====== Dataset content ======
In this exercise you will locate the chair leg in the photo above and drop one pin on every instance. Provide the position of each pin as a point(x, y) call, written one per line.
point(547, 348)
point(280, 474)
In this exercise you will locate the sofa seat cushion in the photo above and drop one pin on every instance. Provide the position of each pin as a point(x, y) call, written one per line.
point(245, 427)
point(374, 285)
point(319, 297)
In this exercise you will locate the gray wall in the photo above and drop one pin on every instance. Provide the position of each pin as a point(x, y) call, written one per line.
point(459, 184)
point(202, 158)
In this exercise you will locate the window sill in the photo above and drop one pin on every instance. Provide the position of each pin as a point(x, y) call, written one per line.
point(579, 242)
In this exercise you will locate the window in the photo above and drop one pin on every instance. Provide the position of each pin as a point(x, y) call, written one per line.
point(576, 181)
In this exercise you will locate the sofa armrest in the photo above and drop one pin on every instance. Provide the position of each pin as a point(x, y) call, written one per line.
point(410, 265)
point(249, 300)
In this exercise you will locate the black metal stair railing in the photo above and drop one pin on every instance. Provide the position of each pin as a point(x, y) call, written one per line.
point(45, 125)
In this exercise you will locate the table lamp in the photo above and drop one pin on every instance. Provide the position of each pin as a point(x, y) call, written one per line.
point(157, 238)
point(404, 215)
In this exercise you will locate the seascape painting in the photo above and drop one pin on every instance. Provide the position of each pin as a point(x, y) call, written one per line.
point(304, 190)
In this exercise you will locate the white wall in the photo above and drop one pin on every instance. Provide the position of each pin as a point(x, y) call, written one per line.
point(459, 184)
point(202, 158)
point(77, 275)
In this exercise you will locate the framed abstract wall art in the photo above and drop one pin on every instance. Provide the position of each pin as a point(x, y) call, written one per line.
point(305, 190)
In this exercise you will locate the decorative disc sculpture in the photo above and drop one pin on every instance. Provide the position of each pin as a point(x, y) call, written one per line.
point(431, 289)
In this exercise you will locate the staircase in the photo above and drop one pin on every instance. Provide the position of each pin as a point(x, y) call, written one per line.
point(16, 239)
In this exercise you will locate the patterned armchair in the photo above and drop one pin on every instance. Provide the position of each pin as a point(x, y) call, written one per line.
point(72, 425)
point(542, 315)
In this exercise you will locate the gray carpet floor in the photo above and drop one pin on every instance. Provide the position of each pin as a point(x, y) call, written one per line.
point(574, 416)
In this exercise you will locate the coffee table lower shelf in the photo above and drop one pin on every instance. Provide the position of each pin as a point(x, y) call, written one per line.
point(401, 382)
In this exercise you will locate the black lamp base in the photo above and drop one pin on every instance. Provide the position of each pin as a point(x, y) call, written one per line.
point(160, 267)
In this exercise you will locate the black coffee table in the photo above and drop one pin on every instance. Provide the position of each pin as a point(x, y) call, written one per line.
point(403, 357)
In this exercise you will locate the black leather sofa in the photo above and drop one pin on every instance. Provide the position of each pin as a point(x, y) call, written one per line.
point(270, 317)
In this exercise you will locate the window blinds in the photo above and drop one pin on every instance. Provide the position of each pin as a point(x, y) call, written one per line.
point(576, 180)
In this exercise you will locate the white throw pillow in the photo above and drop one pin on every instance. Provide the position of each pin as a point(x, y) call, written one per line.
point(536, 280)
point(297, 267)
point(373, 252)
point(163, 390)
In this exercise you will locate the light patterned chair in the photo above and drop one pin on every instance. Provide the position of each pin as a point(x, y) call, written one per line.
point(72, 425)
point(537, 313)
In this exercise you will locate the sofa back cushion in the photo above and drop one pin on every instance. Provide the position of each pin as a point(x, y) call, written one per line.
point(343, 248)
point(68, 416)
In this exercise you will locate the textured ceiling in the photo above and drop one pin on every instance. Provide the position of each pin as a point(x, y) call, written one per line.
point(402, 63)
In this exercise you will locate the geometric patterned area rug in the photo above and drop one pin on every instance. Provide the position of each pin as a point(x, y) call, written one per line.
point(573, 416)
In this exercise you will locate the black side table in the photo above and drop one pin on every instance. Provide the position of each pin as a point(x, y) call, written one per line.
======
§ Task brief
Repeat the whole of the data verbatim, as it reads above.

§ Exercise answer
In this exercise you will locate the chair leg in the photo above and drop one pin on every instance. Provide the position of each pin as a point(x, y) call, written one per line.
point(547, 348)
point(280, 474)
In this exercise you will locate the sofa seat cushion in the photo above and drop one pin on every instance. Provide the position of each pin as a point(x, y) call, written one per line.
point(245, 427)
point(374, 285)
point(319, 297)
In this exercise you will locate the gray wall in the photo above and drop one pin on every instance. Provide the position of each pin as a point(x, y) call, written one per line.
point(459, 184)
point(202, 158)
In this exercise you will locate the window sill in the photo above and drop one pin on every instance. Provide the position of each pin as a point(x, y) call, written one per line.
point(579, 242)
In this exercise you will locate the window in the photo above and drop one pin on every instance. Provide the position of each pin as a point(x, y) call, written one per line.
point(576, 181)
In this exercise you will locate the sofa armrest in the photo above and drop one pin on every instance. Provide the position of each pin as a point(x, y) call, written one per line.
point(410, 265)
point(249, 300)
In this exercise you will locate the black metal stair railing in the photo above and drop one pin on every instance. Provide the position of each pin as a point(x, y) call, written one per line.
point(45, 125)
In this exercise you will locate the table lamp in the photo above and drop one pin on every instance. Provide the position of each pin as a point(x, y) call, written one per line.
point(157, 238)
point(404, 215)
In this exercise you will locate the seascape painting in the photo above and drop one pin on every instance. Provide the position of each pin as a point(x, y) call, written one per line.
point(304, 190)
In this exercise you will locate the white wall in the photo above and drop one pin on every instance. Provide the position of each pin as a point(x, y) call, written one per line.
point(459, 184)
point(202, 158)
point(77, 275)
In this exercise you will locate the framed abstract wall art in the photo above and drop one pin on every instance. Provide the position of each pin as a point(x, y) call, written one per line.
point(305, 190)
In this exercise you will locate the decorative disc sculpture in the photo above and drop one pin on every instance. Provide the position of each pin as a point(x, y) call, written one per line.
point(431, 289)
In this exercise you will locate the staircase in the photo above and drop one pin on every instance. Provide the position of each pin as a point(x, y) call, written one per line.
point(16, 239)
In this exercise you will locate the patterned armchair in the photo above and drop one pin on every instance. Provide the position of each pin as a point(x, y) call, written one per line.
point(72, 425)
point(542, 315)
In this exercise you will locate the gray carpet floor in the photo above and drop one pin on every instance. Provide the position of each pin as a point(x, y) call, written one per line.
point(574, 416)
In this exercise you will locate the coffee table lower shelf in the photo above and drop one pin on every instance. Provide the position of each pin as a point(x, y) call, written one per line.
point(401, 382)
In this exercise you will locate the black lamp base in the photo above and drop one pin on every instance. Provide the position of each pin as a point(x, y) call, written one per line.
point(160, 267)
In this exercise you will locate the black coffee table in the photo above and drop one pin on every instance. Provide the position of each pin as a point(x, y) call, written one per line.
point(403, 357)
In this exercise you will locate the black leather sofa in the photo above and drop one pin on every instance. Provide the position of each pin as a point(x, y) call, written one per line.
point(270, 317)
In this exercise you will locate the window blinds in the photo above and drop one pin on every instance. Provide the position of each pin as a point(x, y) call, written one per line.
point(576, 180)
In this exercise you will locate the white throw pillow in the photo above and drop one pin on every instance. Provide the position of each pin as a point(x, y) call, written one per line.
point(536, 280)
point(297, 267)
point(373, 252)
point(163, 390)
In this exercise you will locate the light patterned chair in the photo above and drop one pin on every instance. Provide the position of each pin as a point(x, y) call, written one per line.
point(72, 425)
point(537, 313)
In this exercise you will locate the sofa back cushion in the photo above and drop one pin on every instance. Provide the position of each pin as a point(x, y) call, written one per line.
point(343, 248)
point(68, 416)
In this exercise you will locate the textured ceiling in the photo above and drop one pin on every instance. Provide the position of each pin as a point(x, y) call, written one per line.
point(402, 63)
In this exercise you will locate the geometric patterned area rug in the photo above and drop one pin on every instance. Provide the position of each pin as a point(x, y) call, written one per line.
point(573, 416)
In this exercise you will locate the black side table in the photo above and drop one pin on every instance. Provide the position of each pin as a point(x, y) call, written one per line.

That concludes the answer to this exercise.